Source text:
---*---
February 2018: Interpreting Reading Comprehension Test Results

Collins, A. A., Lindström, E. R., & Compton, D. L. (2018). Comparing students with and without reading difficulties on reading comprehension assessments: A meta-analysis. Journal of Learning Disabilities, 51, 108–123.

Summary by Dr. Nancy Scammacca


Assessing reading comprehension is a complex undertaking, in part due to the multiple cognitive processes required to make meaning from text and in part due to the difficulty of measuring the mix of observable and unobservable processes involved. Many different assessments have been developed, but recent research has shown that the correlation between them is not as large as would be expected for measures of the same construct. As a result, researchers have explored factors that might explain why these measures are not correlated more strongly. Two such factors are the types of items used to assess reading comprehension across different assessments and key differences in the characteristics of the students being assessed. Different item formats may tap slightly different sets of cognitive abilities. Differences in reader characteristics may contribute to variation in the gap between the average scores of typical readers and those with reading difficulties on different assessments.
---*---
A series of records
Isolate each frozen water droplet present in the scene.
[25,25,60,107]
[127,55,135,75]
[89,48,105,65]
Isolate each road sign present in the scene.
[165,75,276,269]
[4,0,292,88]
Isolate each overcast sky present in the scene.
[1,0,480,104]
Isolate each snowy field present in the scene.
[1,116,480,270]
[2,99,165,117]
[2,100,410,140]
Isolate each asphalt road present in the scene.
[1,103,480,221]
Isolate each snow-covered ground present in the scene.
---*---
Required work:
#1 Gather every line of the records that contains the word "each".
#2 Continue the summary about reading comprehension assessments, beginning right after its final sentence.

Set of answers:
#1
Isolate each frozen water droplet present in the scene.
Isolate each road sign present in the scene.
Isolate each overcast sky present in the scene.
Isolate each snowy field present in the scene.
Isolate each asphalt road present in the scene.
Isolate each snow-covered ground present in the scene.

#2
Collins, Lindström, and Compton (2018) synthesized research that compared reading comprehension assessment in students with reading difficulties and typical readers to determine the impact of item response format and reader characteristics on the difference in scores between students who do and do not struggle with reading.

Reading Comprehension Item Formats

Among the differences between reading comprehension assessments that are likely responsible for lower-than-expected correlations between measures, the format of items used in each test is thought to be important. Collins et al. (2018) examined the following six most common item formats:

  • Multiple choice, in which a question is followed by a set of possible answers and students must select the best answer choice. This format is often used in large-scale assessments such as annual state reading tests due to ease of scoring. It is thought that the need to evaluate each answer choice in this type of item places high cognitive demands on readers.
  • Cloze, in which students are presented with a sentence with a word missing and must select the word that correctly completes the sentence. As with multiple-choice items, cloze items are easy to score and therefore are used often in assessments involving large groups of students. These items have been found to tap into decoding and word-reading skills in addition to comprehension skills.
  • Sentence verification, in which students must determine whether a sentence accurately reflects information presented in a passage. These true/false items are found more frequently in comprehension measures designed by researchers than in those designed by classroom teachers.
  • Open ended, in which students provide oral or written responses to questions about a passage. These items tap into language skills such as vocabulary knowledge to a greater degree than some other item types. Open-ended items typically are found on standardized measures in addition to classroom tests.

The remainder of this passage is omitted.